Dataset entries:
# # # # # # #
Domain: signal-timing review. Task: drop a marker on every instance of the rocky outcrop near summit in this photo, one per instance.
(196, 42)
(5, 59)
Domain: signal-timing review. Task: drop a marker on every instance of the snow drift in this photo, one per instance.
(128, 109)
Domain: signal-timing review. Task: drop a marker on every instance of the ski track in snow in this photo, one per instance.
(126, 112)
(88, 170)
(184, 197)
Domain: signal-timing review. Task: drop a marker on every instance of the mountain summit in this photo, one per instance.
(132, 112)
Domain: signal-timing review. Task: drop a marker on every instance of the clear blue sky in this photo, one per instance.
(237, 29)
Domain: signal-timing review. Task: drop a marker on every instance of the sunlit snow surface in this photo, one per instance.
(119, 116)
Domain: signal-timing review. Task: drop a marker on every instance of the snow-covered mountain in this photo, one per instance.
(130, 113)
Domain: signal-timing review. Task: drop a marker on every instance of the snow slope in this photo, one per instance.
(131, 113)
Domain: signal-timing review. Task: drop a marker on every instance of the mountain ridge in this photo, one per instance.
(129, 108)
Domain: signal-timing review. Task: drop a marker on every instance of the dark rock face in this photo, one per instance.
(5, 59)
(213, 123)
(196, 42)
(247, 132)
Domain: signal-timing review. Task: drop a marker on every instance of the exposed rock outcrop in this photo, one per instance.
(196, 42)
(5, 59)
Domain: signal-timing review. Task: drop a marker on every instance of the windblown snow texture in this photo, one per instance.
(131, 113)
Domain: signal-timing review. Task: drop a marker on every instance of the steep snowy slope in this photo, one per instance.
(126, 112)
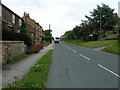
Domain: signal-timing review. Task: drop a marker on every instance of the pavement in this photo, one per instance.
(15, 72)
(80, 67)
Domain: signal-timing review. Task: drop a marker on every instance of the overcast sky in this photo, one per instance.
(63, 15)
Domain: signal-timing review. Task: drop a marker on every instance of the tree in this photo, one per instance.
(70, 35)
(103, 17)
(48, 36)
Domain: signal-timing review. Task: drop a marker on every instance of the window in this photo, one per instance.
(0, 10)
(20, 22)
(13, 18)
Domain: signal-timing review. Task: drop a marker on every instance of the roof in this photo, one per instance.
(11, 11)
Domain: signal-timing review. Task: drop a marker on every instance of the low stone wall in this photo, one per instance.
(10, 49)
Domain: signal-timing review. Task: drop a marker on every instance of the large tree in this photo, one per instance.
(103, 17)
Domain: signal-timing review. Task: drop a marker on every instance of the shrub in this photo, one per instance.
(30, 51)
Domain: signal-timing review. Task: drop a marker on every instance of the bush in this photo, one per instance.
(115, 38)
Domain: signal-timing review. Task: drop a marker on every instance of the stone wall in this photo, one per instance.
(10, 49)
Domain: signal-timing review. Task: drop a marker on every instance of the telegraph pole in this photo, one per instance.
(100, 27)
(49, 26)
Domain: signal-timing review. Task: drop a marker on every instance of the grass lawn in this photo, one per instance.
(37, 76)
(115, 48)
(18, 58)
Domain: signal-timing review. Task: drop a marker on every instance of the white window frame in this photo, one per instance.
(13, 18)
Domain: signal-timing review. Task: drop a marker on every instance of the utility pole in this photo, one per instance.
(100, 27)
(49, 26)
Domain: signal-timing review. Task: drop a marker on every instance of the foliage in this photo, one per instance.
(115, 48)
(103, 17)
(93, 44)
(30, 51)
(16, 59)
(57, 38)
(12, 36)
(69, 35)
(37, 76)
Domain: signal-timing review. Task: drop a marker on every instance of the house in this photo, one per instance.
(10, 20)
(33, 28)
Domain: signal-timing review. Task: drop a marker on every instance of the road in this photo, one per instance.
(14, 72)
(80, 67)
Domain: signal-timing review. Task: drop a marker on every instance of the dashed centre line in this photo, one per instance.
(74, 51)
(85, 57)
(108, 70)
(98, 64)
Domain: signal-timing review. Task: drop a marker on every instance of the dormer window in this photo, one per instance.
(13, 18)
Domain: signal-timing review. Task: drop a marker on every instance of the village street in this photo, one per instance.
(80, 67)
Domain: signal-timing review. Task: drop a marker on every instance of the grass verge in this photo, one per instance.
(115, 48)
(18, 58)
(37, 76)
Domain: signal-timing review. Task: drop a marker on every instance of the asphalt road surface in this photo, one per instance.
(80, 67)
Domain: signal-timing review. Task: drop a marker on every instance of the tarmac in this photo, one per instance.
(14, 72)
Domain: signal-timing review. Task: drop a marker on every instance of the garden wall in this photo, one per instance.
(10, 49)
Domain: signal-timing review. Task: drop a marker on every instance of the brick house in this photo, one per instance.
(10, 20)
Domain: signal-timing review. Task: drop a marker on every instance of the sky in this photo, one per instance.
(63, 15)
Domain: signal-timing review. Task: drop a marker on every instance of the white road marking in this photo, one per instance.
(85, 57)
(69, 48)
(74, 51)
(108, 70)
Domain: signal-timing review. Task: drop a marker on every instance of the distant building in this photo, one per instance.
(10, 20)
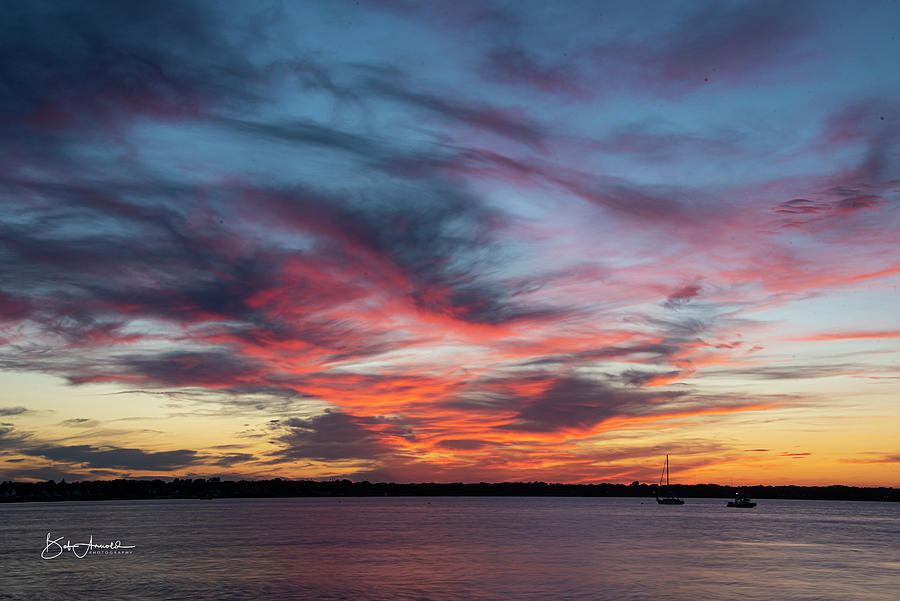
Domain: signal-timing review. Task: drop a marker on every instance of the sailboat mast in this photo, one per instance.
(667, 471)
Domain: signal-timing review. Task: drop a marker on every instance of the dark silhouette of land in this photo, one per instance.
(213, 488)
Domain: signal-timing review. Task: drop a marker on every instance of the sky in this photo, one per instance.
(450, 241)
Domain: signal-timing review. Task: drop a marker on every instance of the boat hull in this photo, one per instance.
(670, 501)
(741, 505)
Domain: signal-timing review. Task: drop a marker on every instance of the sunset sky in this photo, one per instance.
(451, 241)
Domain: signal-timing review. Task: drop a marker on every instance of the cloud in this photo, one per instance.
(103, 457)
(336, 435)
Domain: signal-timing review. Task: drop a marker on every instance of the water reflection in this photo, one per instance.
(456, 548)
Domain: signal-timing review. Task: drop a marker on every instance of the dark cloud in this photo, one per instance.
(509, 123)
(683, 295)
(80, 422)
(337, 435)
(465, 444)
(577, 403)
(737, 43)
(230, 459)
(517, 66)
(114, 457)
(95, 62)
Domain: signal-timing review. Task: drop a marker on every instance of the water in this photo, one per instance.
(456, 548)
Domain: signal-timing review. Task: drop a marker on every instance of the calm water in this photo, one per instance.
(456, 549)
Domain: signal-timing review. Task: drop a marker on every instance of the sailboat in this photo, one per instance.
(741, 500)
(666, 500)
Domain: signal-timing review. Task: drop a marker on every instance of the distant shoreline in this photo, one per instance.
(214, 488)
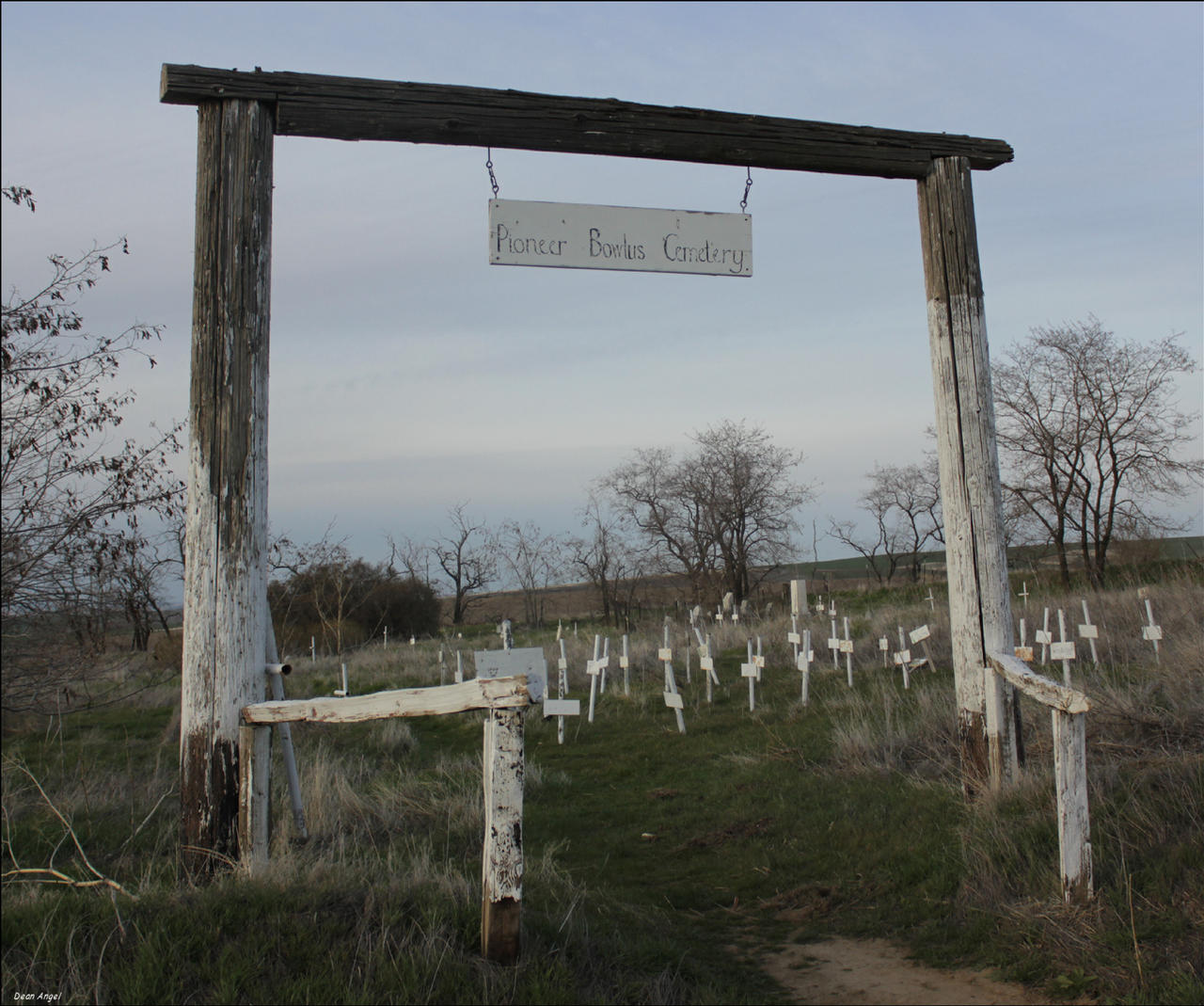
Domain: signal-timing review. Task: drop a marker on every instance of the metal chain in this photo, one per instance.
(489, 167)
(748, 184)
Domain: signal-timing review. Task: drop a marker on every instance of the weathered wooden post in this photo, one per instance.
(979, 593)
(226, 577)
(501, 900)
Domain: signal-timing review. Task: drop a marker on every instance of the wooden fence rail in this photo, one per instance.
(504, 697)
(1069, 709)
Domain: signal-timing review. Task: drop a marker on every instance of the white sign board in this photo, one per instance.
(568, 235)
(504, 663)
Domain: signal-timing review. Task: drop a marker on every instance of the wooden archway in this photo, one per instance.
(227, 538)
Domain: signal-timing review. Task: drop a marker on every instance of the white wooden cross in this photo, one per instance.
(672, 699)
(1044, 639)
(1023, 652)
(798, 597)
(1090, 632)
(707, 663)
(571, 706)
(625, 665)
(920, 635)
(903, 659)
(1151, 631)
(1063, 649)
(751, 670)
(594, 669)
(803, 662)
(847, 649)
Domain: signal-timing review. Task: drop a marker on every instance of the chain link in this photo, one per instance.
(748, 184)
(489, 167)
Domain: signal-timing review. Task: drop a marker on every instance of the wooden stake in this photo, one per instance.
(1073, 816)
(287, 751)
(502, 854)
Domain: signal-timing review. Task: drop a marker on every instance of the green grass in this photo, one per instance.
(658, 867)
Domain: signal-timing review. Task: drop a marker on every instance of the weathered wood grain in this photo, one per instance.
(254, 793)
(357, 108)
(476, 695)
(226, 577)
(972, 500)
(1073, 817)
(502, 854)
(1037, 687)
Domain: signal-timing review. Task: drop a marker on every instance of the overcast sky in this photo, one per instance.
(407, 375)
# # # # # # #
■ **Brief**: Put the material into a two-column CSV with the headers text and answer, starting with the line containing "stake in this photo, one per instance." and going on through the end of the material. Give one row per entry, with each field quoted and its line breaks replaced by spaces.

■ **Expected output**:
text,answer
"Domain: signal-timing review. Task: drop a marker on every instance of the wooden stake in this photo, one per instance.","(1073, 816) (287, 751) (502, 854)"
"Domain: signal-timing review. Task: drop a marker on every instance of the green grass in this photo, one per instance.","(658, 867)"
"Domain: signal-timing review. Task: drop a marker on every instance of the weathered wood grain in this photo, one per instance.","(254, 793) (357, 108) (476, 695) (226, 577) (972, 500) (1073, 817) (502, 854) (1037, 687)"
"Domain: signal-timing review. Task: drop a marker on every instance of the overcast sky in this photo, one per instance.","(407, 375)"